== SUPPLIED RECORDS ==
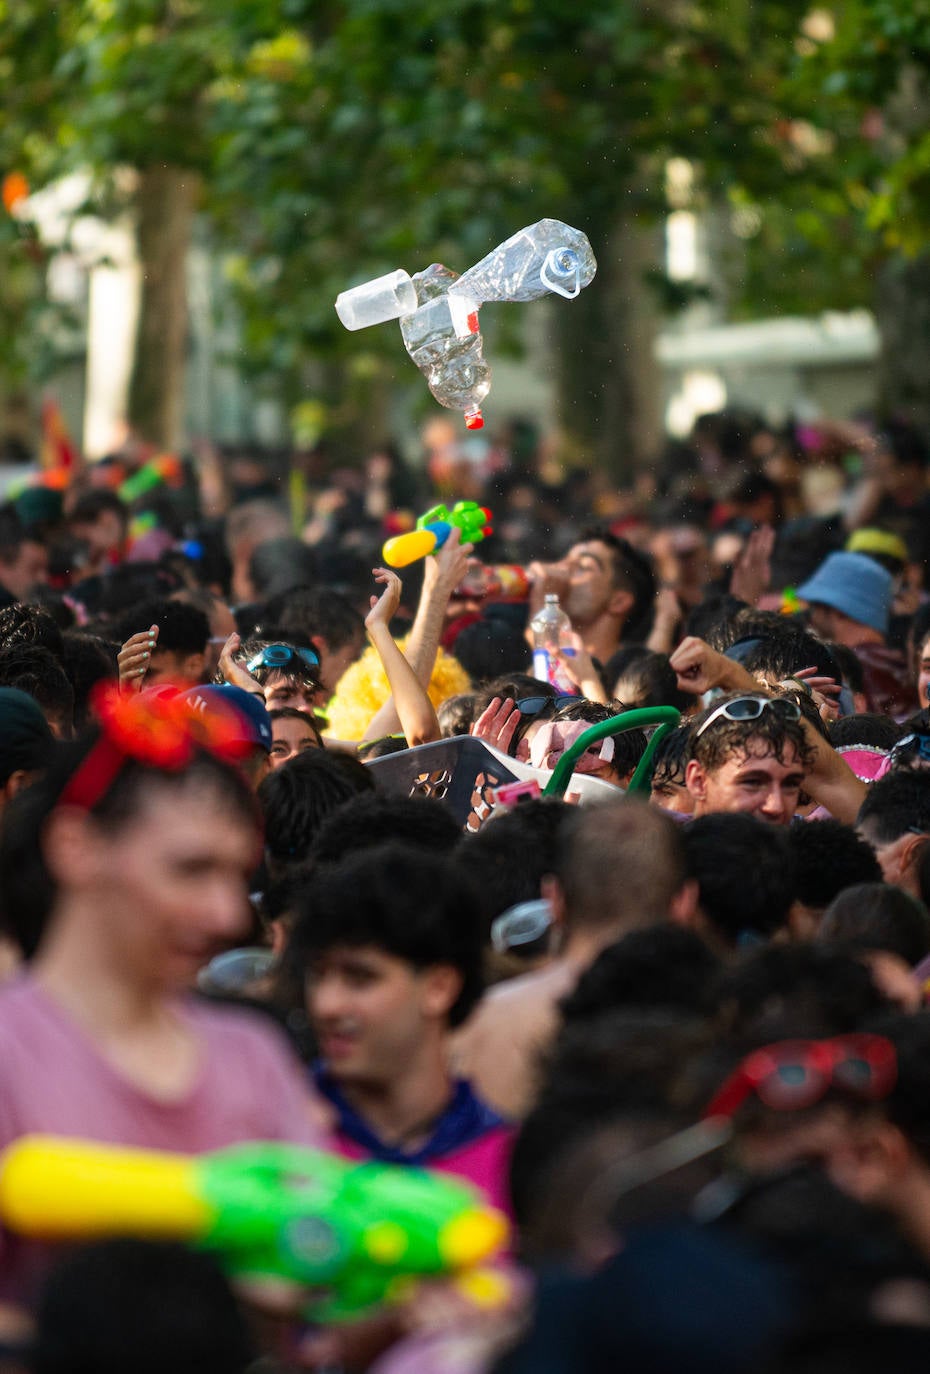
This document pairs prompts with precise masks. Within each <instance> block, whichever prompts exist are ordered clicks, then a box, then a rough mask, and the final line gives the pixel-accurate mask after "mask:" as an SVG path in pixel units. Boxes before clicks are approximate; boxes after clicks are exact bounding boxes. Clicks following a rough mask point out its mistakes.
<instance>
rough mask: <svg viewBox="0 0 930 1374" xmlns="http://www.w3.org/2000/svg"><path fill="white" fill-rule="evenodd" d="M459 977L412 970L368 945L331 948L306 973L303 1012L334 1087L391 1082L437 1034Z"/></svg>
mask: <svg viewBox="0 0 930 1374" xmlns="http://www.w3.org/2000/svg"><path fill="white" fill-rule="evenodd" d="M460 987H462V980H460V978H459V976H457V974H455V973H453V970H451V969H448V967H446V966H437V967H431V969H415V967H413V966H412V965H411V963H408V962H407V960H404V959H398V958H396V956H394V955H390V954H387V952H385V951H383V949H379V948H376V947H375V945H359V947H356V945H335V947H334V948H331V949H327V951H326V952H324V954H321V955H319V956H317V958H316V959H315V960H313V963H312V966H310V970H309V973H308V977H306V984H305V991H306V1010H308V1014H309V1017H310V1024H312V1025H313V1029H315V1031H316V1035H317V1039H319V1044H320V1055H321V1057H323V1059H324V1062H326V1065H327V1069H328V1070H330V1072H331V1073H332V1076H334V1077H335V1079H338V1080H339V1081H341V1083H349V1084H352V1083H359V1084H368V1085H376V1084H383V1083H390V1081H393V1080H394V1079H396V1077H397V1074H398V1070H401V1072H402V1068H404V1066H407V1065H409V1063H411V1062H412V1061H413V1058H415V1055H416V1052H418V1051H419V1050H420V1048H422V1044H423V1041H424V1037H429V1036H430V1032H433V1035H437V1036H438V1035H441V1033H442V1031H444V1026H445V1020H446V1017H448V1013H449V1009H451V1007H452V1004H453V1003H455V1000H456V998H457V995H459V989H460Z"/></svg>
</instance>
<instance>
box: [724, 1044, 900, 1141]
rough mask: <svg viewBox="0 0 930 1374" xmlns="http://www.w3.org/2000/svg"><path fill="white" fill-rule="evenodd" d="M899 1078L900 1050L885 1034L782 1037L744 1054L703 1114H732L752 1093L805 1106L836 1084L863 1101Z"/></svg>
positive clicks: (783, 1108)
mask: <svg viewBox="0 0 930 1374" xmlns="http://www.w3.org/2000/svg"><path fill="white" fill-rule="evenodd" d="M896 1080H897V1055H896V1054H894V1046H893V1044H892V1041H890V1040H886V1039H885V1037H883V1036H879V1035H842V1036H835V1037H834V1039H832V1040H780V1041H779V1043H778V1044H769V1046H765V1048H764V1050H756V1051H754V1052H753V1054H750V1055H749V1057H747V1058H746V1059H743V1062H742V1063H740V1065H739V1068H738V1069H736V1072H735V1073H731V1074H729V1077H728V1079H727V1080H725V1083H724V1084H723V1087H721V1088H720V1091H718V1092H717V1094H716V1095H714V1098H713V1101H712V1102H710V1106H709V1107H707V1109H706V1112H705V1113H703V1117H705V1120H709V1118H713V1117H732V1116H734V1113H735V1112H738V1110H739V1107H740V1106H742V1105H743V1102H746V1099H747V1098H750V1096H756V1098H758V1101H760V1102H762V1103H764V1105H765V1106H767V1107H772V1109H773V1110H776V1112H799V1110H802V1109H804V1107H812V1106H815V1105H816V1103H817V1102H821V1101H823V1098H826V1095H827V1092H828V1091H830V1090H831V1088H837V1090H839V1091H841V1092H843V1094H845V1095H846V1096H849V1098H854V1099H857V1101H860V1102H879V1101H881V1099H882V1098H886V1096H887V1095H889V1092H890V1091H892V1088H893V1087H894V1083H896Z"/></svg>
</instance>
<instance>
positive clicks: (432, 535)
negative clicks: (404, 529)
mask: <svg viewBox="0 0 930 1374" xmlns="http://www.w3.org/2000/svg"><path fill="white" fill-rule="evenodd" d="M490 519H492V515H490V511H489V510H486V508H485V507H484V506H478V504H477V502H457V503H456V504H455V506H453V507H452V510H449V508H448V507H446V506H434V507H433V508H431V510H429V511H427V513H426V515H420V518H419V519H418V522H416V528H415V529H412V530H409V532H408V533H407V534H394V537H393V539H389V540H387V543H386V544H385V547H383V548H382V551H381V552H382V556H383V559H385V562H386V563H387V566H389V567H407V565H408V563H415V562H416V559H418V558H426V555H427V554H431V552H433V551H434V550H437V548H442V545H444V544H445V541H446V539H448V537H449V534H451V533H452V530H453V529H459V530H462V543H463V544H479V543H481V540H482V539H486V537H488V534H493V530H492V528H490Z"/></svg>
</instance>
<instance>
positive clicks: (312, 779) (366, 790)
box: [258, 749, 375, 867]
mask: <svg viewBox="0 0 930 1374" xmlns="http://www.w3.org/2000/svg"><path fill="white" fill-rule="evenodd" d="M374 786H375V779H374V776H372V774H371V772H370V769H368V768H365V765H364V764H360V763H359V760H357V758H352V757H350V756H349V754H337V753H330V752H328V750H324V749H305V750H304V752H302V753H299V754H297V756H295V757H294V758H288V760H287V763H286V764H283V765H282V767H280V768H276V769H275V771H273V772H271V774H268V776H266V778H264V779H262V782H261V785H260V787H258V801H260V802H261V809H262V812H264V816H265V848H266V851H268V855H269V856H271V859H273V860H277V863H279V864H286V866H287V867H293V866H295V864H299V863H305V861H306V859H308V857H309V853H310V848H312V845H313V841H315V840H316V835H317V833H319V831H320V829H321V826H323V822H324V820H326V819H327V816H330V815H331V813H332V812H334V811H337V809H338V808H339V807H342V805H343V804H345V802H346V801H349V800H350V798H352V797H356V796H359V793H361V791H371V790H374Z"/></svg>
===
• [TASK DESCRIPTION]
Can you reproduce the material above with each "rough mask" replaced by "coarse mask", everything else unchanged and the pictures left out?

• [SOLUTION]
This document pairs prompts with precise masks. Within each <instance> block, whichever prompts exist are ordered clicks, then a box, then a coarse mask, and the final line gives the pixel-accurate mask after "mask:" as an SVG path in pixel units. Boxes before clicks are approximate; boxes after clicks are exact bounding boxes. Clicks following a coarse mask point out its mistakes.
<instance>
coarse mask: <svg viewBox="0 0 930 1374" xmlns="http://www.w3.org/2000/svg"><path fill="white" fill-rule="evenodd" d="M459 977L412 970L368 945L331 948L306 973L303 1012L334 1087L391 1082L437 1034Z"/></svg>
mask: <svg viewBox="0 0 930 1374" xmlns="http://www.w3.org/2000/svg"><path fill="white" fill-rule="evenodd" d="M460 987H462V980H460V978H459V976H457V974H455V973H453V970H451V969H448V967H446V966H437V967H431V969H415V967H413V966H412V965H411V963H408V962H407V960H404V959H398V958H396V956H394V955H390V954H387V952H385V951H383V949H379V948H376V947H375V945H359V947H356V945H335V947H334V948H331V949H327V951H326V952H324V954H321V955H319V956H317V958H316V959H315V960H313V963H312V966H310V970H309V973H308V977H306V984H305V991H306V1010H308V1014H309V1017H310V1024H312V1025H313V1029H315V1031H316V1035H317V1039H319V1044H320V1055H321V1057H323V1059H324V1062H326V1065H327V1069H328V1070H330V1072H331V1073H332V1076H334V1077H335V1079H338V1080H339V1081H341V1083H349V1084H352V1083H359V1084H368V1085H376V1084H383V1083H390V1081H393V1080H394V1079H396V1077H397V1074H398V1070H401V1072H402V1068H404V1066H407V1065H409V1063H411V1062H412V1061H413V1058H415V1055H416V1052H418V1051H419V1050H420V1048H422V1044H423V1041H424V1037H429V1036H430V1032H433V1035H437V1036H438V1035H441V1033H442V1031H444V1026H445V1020H446V1017H448V1013H449V1009H451V1007H452V1004H453V1003H455V1000H456V998H457V995H459V989H460Z"/></svg>
</instance>
<instance>
box: [724, 1044, 900, 1141]
coarse mask: <svg viewBox="0 0 930 1374" xmlns="http://www.w3.org/2000/svg"><path fill="white" fill-rule="evenodd" d="M899 1078L900 1050L885 1034L782 1037L744 1054L703 1114H732L752 1093L805 1106L836 1084L863 1101Z"/></svg>
positive clicks: (783, 1108)
mask: <svg viewBox="0 0 930 1374" xmlns="http://www.w3.org/2000/svg"><path fill="white" fill-rule="evenodd" d="M896 1080H897V1055H896V1054H894V1046H893V1044H892V1041H890V1040H886V1039H885V1037H883V1036H879V1035H842V1036H835V1037H834V1039H832V1040H780V1041H779V1043H778V1044H769V1046H765V1048H764V1050H756V1051H754V1052H753V1054H750V1055H749V1057H747V1058H746V1059H743V1062H742V1063H740V1065H739V1068H738V1069H736V1072H735V1073H731V1074H729V1077H728V1079H727V1080H725V1083H724V1084H723V1087H721V1088H720V1091H718V1092H717V1094H716V1095H714V1098H713V1101H712V1102H710V1106H709V1107H707V1109H706V1112H705V1113H703V1117H705V1120H709V1118H713V1117H732V1116H734V1113H735V1112H738V1110H739V1107H740V1106H742V1105H743V1102H746V1099H747V1098H750V1096H756V1098H758V1101H760V1102H762V1103H764V1105H765V1106H767V1107H772V1109H773V1110H776V1112H799V1110H802V1109H804V1107H812V1106H815V1105H816V1103H817V1102H821V1101H823V1098H826V1095H827V1092H828V1091H830V1090H831V1088H837V1090H839V1091H841V1092H843V1094H845V1095H846V1096H849V1098H854V1099H857V1101H860V1102H879V1101H881V1099H882V1098H886V1096H887V1095H889V1092H890V1091H892V1088H893V1087H894V1083H896Z"/></svg>
</instance>
<instance>
positive clicks: (432, 535)
negative clicks: (404, 529)
mask: <svg viewBox="0 0 930 1374" xmlns="http://www.w3.org/2000/svg"><path fill="white" fill-rule="evenodd" d="M490 519H492V515H490V511H489V510H486V508H485V507H484V506H478V504H477V502H457V503H456V504H455V506H453V507H452V510H449V508H448V507H446V506H434V507H433V508H431V510H429V511H427V513H426V515H420V518H419V519H418V522H416V528H415V529H412V530H409V532H408V533H407V534H394V537H393V539H389V540H387V543H386V544H385V547H383V548H382V551H381V552H382V556H383V559H385V562H386V563H387V566H389V567H407V565H408V563H415V562H416V559H418V558H426V555H427V554H431V552H433V551H434V550H437V548H442V545H444V544H445V541H446V539H448V537H449V534H451V533H452V530H453V529H459V530H462V543H463V544H479V543H481V540H482V539H486V537H488V534H493V530H492V528H490Z"/></svg>
</instance>
<instance>
positive clicks: (312, 779) (366, 790)
box: [258, 749, 375, 867]
mask: <svg viewBox="0 0 930 1374" xmlns="http://www.w3.org/2000/svg"><path fill="white" fill-rule="evenodd" d="M374 786H375V779H374V776H372V774H371V772H370V769H368V768H365V765H364V764H360V763H359V760H357V758H352V757H350V756H349V754H337V753H330V752H328V750H324V749H305V750H304V752H302V753H299V754H297V756H295V757H294V758H288V760H287V763H286V764H283V765H282V767H280V768H276V769H275V771H273V772H271V774H268V776H266V778H264V779H262V782H261V785H260V787H258V801H260V802H261V809H262V812H264V816H265V848H266V851H268V855H269V856H271V859H273V860H277V863H279V864H286V866H287V867H293V866H295V864H299V863H305V861H306V859H308V857H309V853H310V848H312V845H313V841H315V840H316V835H317V833H319V831H320V829H321V826H323V822H324V820H326V819H327V816H330V815H331V813H332V812H334V811H337V809H338V808H339V807H342V805H343V804H345V802H346V801H349V800H350V798H352V797H356V796H359V793H361V791H371V790H374Z"/></svg>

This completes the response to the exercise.